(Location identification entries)

------

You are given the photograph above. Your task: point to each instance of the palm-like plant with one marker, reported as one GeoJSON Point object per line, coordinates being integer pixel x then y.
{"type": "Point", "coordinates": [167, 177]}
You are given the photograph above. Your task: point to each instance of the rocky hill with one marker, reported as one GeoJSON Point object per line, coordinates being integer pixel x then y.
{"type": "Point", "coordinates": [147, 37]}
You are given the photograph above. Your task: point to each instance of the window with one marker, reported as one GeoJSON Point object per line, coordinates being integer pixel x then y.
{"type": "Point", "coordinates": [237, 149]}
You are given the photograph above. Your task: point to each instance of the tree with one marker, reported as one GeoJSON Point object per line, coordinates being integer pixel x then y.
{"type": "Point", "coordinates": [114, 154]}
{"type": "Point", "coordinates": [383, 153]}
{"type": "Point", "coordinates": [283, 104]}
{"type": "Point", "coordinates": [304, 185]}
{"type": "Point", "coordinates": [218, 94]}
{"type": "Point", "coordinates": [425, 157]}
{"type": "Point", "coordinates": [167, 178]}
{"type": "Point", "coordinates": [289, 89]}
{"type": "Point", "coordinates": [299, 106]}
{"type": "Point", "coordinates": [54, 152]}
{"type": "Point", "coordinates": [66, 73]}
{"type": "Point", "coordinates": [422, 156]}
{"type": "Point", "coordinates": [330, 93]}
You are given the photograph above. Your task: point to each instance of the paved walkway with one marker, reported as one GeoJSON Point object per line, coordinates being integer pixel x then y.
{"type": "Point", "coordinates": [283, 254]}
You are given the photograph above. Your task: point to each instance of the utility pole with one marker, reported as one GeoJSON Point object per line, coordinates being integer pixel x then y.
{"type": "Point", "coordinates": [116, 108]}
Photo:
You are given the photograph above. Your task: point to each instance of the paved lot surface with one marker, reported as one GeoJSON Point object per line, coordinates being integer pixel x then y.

------

PROBLEM TO WORK ON: Reproduce only the entries starting with the line that contains "the paved walkway" and going on through the end of the entries, requests included, shifting every coordinate value in the answers by -70.

TASK SOLUTION:
You are given the photograph above. Your task: point to each instance of the paved walkway with one marker, reported as one GeoJSON Point object per line, coordinates being integer pixel x then y.
{"type": "Point", "coordinates": [213, 184]}
You are given the photograph above. Your task: point to each instance of the utility pole with one marker, reported as one GeoJSON Point object per line, coordinates being integer pixel x then y.
{"type": "Point", "coordinates": [46, 38]}
Photo:
You are given the photograph above. Your task: point to each instance of the paved lot surface with one marker, reported as one GeoJSON Point object per line, coordinates being integer pixel x then y.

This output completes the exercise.